Wherever a line in the material contains the word "below", copy that line.
════════════════
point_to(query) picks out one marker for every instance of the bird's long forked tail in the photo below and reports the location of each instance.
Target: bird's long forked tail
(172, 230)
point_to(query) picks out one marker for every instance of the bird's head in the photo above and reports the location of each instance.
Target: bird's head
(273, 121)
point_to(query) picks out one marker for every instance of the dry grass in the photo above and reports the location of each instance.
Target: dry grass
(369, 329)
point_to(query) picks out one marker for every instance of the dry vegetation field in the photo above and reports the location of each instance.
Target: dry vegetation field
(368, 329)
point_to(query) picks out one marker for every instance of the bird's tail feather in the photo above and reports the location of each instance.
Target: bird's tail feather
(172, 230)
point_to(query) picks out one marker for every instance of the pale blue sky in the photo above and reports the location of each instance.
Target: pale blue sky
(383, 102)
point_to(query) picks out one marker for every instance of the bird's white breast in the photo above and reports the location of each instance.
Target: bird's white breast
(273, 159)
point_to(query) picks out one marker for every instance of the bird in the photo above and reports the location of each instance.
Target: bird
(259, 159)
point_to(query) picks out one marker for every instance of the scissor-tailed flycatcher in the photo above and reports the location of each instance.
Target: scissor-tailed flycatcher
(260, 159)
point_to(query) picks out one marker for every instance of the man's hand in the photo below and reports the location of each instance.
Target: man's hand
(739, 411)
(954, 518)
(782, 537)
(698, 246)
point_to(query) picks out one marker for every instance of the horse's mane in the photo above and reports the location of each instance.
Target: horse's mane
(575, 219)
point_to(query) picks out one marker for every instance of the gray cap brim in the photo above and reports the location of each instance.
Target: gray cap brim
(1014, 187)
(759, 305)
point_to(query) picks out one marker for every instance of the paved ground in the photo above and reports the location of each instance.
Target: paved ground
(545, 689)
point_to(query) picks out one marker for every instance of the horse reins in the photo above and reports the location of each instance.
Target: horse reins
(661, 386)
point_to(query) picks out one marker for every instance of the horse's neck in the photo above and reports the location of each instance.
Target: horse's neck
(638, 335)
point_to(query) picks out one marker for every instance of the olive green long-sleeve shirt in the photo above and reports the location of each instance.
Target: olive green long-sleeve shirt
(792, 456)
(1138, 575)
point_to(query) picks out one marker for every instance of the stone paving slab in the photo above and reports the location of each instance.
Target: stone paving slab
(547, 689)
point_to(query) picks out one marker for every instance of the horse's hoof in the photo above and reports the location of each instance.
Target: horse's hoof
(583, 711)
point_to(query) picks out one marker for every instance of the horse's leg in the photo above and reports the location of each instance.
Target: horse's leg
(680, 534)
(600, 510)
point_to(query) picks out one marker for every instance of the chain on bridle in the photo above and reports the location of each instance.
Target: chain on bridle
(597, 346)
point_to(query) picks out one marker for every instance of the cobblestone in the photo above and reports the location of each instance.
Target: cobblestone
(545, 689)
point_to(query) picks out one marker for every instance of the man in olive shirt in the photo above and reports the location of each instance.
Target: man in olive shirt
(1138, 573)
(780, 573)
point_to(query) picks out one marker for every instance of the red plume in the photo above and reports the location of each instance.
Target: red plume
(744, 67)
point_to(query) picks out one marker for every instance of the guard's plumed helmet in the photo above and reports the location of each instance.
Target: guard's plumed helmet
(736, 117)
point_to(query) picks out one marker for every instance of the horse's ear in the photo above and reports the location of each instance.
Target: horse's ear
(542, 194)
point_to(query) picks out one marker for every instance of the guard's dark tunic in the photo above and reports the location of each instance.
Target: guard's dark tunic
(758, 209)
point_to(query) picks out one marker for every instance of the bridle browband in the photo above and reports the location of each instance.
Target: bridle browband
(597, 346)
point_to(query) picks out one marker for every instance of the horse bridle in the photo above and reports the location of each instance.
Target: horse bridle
════════════════
§ Written answer
point_to(query) picks out one marker for every instance of the bird's long forked tail in the photo below and reports the location of each instance.
point_to(query) picks out one marker for every instance of the man's hand in the photo below and reports the location of each instance.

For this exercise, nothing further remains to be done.